[WHAT TO DO] Find each of the lines below that contains the word "brown" and copy it out in full.

— start of DATA FOR THIS EXERCISE —

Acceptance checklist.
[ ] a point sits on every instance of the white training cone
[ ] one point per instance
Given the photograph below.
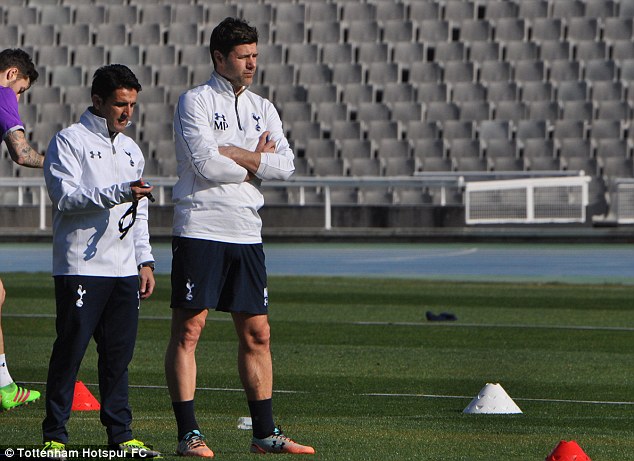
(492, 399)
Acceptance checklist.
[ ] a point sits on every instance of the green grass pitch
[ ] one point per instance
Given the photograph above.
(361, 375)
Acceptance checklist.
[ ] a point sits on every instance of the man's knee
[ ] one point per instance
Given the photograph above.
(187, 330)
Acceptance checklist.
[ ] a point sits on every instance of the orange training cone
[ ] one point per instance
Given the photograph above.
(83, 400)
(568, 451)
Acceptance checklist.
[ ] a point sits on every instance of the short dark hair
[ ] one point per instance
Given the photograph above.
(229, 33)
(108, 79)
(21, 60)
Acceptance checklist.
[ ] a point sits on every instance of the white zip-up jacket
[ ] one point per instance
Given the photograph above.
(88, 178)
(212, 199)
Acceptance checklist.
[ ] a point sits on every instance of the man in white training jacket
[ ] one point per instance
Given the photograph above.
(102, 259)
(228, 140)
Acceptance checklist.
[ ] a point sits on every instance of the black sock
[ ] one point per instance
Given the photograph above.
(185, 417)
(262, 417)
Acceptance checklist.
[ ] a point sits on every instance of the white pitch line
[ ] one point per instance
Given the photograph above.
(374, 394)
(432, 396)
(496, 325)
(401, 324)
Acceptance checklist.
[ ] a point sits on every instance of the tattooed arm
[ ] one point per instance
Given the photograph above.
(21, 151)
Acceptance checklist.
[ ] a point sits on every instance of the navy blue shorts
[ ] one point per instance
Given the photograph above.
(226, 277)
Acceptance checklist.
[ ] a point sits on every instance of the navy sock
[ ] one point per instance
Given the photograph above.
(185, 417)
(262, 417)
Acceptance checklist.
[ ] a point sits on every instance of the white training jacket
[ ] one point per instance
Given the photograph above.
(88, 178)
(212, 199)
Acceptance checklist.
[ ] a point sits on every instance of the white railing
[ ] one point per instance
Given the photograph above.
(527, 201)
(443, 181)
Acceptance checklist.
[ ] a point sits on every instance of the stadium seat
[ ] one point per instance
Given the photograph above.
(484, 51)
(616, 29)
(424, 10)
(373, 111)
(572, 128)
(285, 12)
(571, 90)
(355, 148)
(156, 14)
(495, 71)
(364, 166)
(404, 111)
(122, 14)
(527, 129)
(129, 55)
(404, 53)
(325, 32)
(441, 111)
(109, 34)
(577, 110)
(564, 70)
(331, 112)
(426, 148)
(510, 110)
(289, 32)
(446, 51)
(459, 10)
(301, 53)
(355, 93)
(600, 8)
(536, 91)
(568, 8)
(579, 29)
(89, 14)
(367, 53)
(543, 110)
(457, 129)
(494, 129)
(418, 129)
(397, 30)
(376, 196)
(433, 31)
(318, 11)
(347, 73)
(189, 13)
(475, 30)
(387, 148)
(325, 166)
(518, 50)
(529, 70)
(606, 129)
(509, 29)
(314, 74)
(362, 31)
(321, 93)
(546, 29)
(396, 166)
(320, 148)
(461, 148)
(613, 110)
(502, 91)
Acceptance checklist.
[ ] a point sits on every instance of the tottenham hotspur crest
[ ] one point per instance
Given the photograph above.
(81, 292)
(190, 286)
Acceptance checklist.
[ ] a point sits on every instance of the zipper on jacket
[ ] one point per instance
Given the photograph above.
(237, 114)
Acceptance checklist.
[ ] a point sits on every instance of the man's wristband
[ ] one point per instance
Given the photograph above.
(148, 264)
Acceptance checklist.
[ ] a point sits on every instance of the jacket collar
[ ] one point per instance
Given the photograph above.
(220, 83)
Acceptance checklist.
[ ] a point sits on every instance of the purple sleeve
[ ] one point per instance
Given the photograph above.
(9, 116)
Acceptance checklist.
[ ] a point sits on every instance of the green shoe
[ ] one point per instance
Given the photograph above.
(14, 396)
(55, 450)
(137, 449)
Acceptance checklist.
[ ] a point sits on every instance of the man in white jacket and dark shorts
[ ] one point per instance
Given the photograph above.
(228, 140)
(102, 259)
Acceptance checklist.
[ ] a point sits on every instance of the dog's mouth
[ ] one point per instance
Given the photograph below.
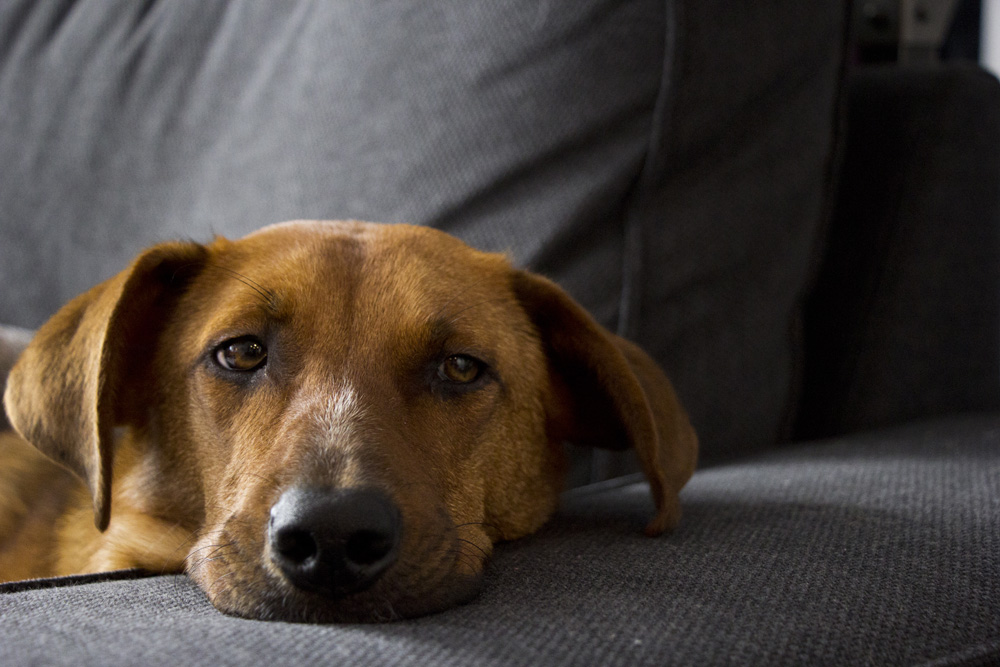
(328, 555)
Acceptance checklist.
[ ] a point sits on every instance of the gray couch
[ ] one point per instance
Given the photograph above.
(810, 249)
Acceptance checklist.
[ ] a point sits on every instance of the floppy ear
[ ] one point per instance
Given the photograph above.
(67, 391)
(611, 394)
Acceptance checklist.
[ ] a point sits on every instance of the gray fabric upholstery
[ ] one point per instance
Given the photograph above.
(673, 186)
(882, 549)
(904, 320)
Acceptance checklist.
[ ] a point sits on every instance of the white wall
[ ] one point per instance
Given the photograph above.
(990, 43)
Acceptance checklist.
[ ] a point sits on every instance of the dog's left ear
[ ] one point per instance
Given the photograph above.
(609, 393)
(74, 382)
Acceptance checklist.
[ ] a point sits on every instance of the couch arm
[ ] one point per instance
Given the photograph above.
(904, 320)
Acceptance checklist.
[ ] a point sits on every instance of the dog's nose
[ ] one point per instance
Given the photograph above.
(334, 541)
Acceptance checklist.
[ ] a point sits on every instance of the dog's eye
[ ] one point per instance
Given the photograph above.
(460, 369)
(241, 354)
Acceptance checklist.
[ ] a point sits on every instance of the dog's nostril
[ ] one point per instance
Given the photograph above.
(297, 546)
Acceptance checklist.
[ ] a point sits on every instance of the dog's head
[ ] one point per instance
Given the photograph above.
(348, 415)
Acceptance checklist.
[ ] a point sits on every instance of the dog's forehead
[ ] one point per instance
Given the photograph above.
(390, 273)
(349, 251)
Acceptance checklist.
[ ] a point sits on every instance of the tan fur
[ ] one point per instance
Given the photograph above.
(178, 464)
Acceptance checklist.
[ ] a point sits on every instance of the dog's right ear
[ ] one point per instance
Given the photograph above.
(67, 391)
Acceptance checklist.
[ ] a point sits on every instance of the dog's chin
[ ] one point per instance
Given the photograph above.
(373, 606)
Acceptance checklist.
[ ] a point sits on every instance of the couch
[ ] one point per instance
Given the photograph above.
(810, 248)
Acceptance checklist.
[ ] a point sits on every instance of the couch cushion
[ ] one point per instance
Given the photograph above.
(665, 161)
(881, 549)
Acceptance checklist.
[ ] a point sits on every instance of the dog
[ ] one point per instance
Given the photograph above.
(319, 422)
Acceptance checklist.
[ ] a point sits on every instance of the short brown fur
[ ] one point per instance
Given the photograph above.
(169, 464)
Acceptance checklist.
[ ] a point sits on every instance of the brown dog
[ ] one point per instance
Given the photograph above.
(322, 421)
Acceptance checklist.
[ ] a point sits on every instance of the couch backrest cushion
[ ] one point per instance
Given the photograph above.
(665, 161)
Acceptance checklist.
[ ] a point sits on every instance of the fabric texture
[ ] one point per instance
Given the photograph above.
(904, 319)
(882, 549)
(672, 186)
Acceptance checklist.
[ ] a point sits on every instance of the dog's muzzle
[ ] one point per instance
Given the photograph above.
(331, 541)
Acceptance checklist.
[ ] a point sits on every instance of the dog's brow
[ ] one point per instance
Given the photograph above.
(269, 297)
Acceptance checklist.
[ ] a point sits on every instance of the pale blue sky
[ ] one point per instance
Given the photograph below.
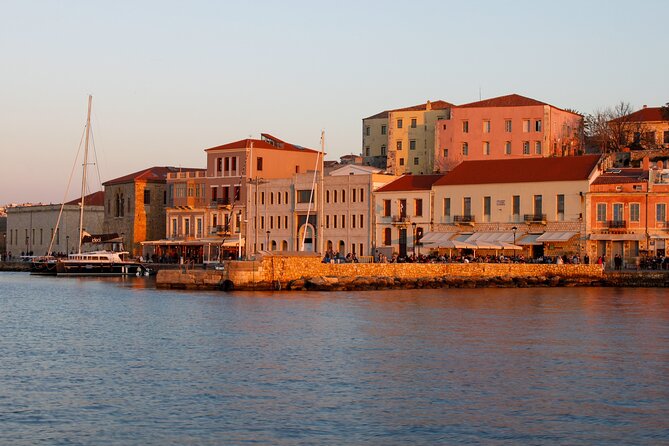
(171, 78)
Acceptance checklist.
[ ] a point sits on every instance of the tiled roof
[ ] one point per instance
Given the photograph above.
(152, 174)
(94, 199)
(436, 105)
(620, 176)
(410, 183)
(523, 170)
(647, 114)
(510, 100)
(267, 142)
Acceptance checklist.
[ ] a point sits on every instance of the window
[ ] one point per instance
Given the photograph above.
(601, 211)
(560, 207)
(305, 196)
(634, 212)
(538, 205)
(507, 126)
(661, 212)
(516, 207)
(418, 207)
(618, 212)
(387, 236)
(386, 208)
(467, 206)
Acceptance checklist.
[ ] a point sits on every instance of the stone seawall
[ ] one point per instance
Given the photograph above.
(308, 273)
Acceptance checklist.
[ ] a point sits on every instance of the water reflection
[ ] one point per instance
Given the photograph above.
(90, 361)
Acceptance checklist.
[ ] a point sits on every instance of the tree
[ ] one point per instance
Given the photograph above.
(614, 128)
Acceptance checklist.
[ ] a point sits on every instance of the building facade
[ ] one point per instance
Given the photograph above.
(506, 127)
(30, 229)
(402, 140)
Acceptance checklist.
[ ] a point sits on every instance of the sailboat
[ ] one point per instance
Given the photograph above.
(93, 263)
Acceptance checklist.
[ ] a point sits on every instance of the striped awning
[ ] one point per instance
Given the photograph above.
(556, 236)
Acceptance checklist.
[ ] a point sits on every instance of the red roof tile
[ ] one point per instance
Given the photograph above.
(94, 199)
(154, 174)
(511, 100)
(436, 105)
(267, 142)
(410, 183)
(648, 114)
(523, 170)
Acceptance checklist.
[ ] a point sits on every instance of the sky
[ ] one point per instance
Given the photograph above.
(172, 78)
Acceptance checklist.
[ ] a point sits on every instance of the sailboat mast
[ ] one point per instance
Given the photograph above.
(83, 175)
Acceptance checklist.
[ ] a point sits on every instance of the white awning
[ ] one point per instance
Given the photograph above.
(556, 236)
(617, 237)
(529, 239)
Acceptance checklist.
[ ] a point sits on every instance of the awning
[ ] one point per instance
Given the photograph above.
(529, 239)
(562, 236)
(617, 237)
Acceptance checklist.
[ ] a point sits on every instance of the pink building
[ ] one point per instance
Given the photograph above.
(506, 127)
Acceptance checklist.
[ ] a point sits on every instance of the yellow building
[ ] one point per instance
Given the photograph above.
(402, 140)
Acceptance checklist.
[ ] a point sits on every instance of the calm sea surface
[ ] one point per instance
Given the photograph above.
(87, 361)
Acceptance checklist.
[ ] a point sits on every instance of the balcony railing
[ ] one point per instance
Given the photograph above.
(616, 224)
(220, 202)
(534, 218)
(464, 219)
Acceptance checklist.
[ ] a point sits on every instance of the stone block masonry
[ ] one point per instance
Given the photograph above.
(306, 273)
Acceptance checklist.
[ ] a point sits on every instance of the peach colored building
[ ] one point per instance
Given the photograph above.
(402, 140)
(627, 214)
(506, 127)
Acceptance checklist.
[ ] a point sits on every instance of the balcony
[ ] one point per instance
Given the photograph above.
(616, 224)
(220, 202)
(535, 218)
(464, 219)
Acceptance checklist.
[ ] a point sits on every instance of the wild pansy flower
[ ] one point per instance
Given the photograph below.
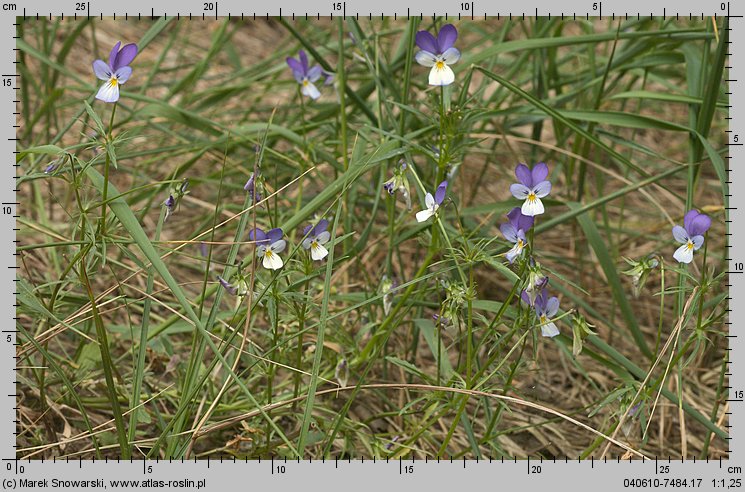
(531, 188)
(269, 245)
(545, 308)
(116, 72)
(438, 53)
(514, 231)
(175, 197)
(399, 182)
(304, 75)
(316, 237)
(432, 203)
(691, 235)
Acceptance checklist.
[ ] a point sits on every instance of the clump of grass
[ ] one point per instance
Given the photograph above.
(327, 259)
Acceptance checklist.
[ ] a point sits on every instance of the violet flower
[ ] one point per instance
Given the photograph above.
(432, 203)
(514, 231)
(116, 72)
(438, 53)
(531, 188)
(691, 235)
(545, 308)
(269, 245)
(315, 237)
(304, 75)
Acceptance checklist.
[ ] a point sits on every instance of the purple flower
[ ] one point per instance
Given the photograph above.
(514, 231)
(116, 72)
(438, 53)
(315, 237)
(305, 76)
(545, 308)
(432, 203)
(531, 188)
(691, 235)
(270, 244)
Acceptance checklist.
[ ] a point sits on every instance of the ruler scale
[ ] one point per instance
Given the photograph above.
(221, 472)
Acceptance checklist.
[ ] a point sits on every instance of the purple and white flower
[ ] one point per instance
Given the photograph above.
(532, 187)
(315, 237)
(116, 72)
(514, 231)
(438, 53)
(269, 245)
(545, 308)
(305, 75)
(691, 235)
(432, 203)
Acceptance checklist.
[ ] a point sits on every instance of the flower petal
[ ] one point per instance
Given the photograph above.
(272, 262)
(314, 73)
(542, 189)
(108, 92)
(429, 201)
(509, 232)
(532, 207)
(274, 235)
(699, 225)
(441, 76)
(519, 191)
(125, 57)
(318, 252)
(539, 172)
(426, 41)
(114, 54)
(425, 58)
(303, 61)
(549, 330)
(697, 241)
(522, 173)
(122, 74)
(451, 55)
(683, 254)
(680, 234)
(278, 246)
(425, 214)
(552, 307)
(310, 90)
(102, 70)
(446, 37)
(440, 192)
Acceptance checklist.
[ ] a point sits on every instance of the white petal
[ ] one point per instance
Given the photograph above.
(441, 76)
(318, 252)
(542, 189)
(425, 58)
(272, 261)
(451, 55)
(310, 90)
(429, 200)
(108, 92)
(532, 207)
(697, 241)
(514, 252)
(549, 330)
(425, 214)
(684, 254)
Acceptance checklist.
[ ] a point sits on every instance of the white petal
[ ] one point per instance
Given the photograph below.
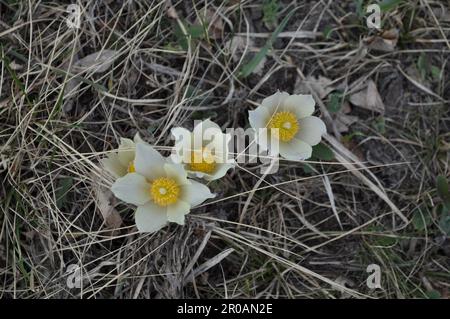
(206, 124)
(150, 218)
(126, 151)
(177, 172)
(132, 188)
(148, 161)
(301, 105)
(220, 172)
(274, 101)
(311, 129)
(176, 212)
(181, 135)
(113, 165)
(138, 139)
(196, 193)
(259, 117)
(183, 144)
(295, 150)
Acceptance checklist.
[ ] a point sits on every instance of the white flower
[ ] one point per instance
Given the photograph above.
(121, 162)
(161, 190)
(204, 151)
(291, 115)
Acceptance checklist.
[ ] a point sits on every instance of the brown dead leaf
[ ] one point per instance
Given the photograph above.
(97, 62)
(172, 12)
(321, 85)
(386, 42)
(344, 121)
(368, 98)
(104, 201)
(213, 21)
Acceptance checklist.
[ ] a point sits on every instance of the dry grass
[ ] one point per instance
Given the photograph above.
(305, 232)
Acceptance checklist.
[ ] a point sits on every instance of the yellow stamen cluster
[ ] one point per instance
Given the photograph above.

— end of DATA FOR THIS EXERCISE —

[REPLY TO THE EXERCISE]
[ ] a point sits on every instance of the short brown fur
[ ] a point sits on every instance of the brown dog
[ ] a point sits on every instance of the brown dead leaf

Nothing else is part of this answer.